WHAT IS BEING ASKED
An exact copy of every line from the one holding "small white flower and record the pixel coordinates." to the end of the entries below is required; leave the pictures out.

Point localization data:
------------------------------------------------------------------------
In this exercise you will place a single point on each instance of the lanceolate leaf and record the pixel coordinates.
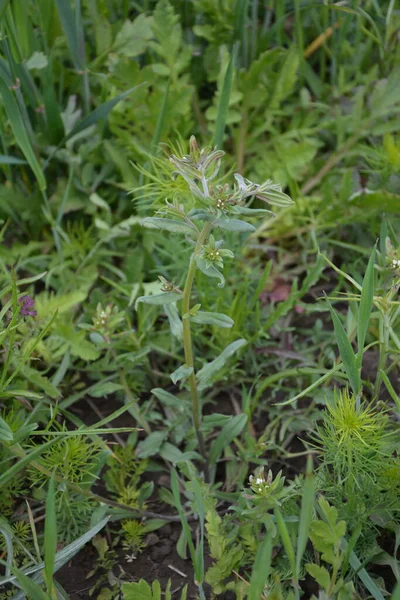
(278, 198)
(228, 433)
(261, 568)
(181, 374)
(175, 322)
(50, 537)
(234, 225)
(206, 318)
(18, 127)
(210, 369)
(367, 297)
(169, 225)
(223, 104)
(6, 434)
(346, 352)
(159, 299)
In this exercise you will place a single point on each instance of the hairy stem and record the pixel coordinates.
(187, 343)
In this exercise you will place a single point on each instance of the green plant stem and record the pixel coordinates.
(384, 337)
(187, 344)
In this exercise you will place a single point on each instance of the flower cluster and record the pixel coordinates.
(199, 165)
(202, 166)
(213, 254)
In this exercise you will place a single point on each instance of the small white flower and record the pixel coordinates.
(130, 557)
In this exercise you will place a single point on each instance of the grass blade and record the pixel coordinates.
(285, 537)
(367, 297)
(68, 23)
(346, 352)
(306, 513)
(261, 568)
(20, 133)
(50, 537)
(101, 112)
(3, 7)
(223, 104)
(31, 589)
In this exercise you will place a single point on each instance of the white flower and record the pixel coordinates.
(130, 557)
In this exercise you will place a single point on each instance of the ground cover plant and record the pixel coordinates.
(199, 288)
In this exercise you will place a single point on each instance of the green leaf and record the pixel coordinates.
(210, 270)
(181, 373)
(306, 514)
(105, 388)
(175, 323)
(208, 318)
(346, 352)
(50, 537)
(169, 224)
(253, 212)
(223, 104)
(3, 7)
(151, 445)
(168, 399)
(137, 591)
(21, 464)
(320, 574)
(68, 22)
(210, 369)
(11, 160)
(278, 198)
(261, 568)
(38, 60)
(159, 299)
(19, 131)
(366, 301)
(173, 454)
(133, 37)
(234, 225)
(6, 434)
(31, 589)
(285, 537)
(228, 433)
(286, 78)
(99, 113)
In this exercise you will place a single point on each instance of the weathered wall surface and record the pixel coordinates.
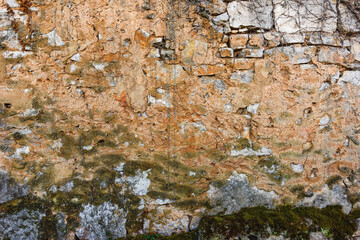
------------------------------------------------------------------------
FINISHED EXERCISE
In this exercise you will place a single point on each instance of the small white flower and record the pixel coordinates.
(130, 557)
In this exercise you will place a single point on each instance of the grass blade and record the pixel coordinates.
(285, 537)
(367, 297)
(68, 23)
(346, 352)
(306, 513)
(261, 568)
(20, 133)
(50, 537)
(101, 112)
(3, 7)
(223, 104)
(31, 589)
In this exercise you will place a single point on each instance of the white flower and record the pixel coordinates.
(130, 557)
In this exercise you will place a single point on each instance of the ground cover plant and record the pixel coordinates.
(199, 288)
In this exercise you will place a single point on each instance of the green leaf and record the pixel coordinates.
(210, 270)
(181, 373)
(306, 514)
(105, 388)
(175, 323)
(208, 318)
(346, 352)
(50, 537)
(169, 224)
(253, 212)
(223, 104)
(3, 7)
(151, 445)
(168, 399)
(137, 591)
(21, 464)
(320, 574)
(68, 22)
(210, 369)
(11, 160)
(278, 198)
(261, 568)
(38, 60)
(159, 299)
(19, 131)
(366, 301)
(173, 454)
(133, 37)
(234, 225)
(6, 434)
(31, 589)
(285, 537)
(228, 433)
(286, 78)
(99, 113)
In this exercise you will place a single point on each instance of the weathered wall surface and record the pixel coordinates.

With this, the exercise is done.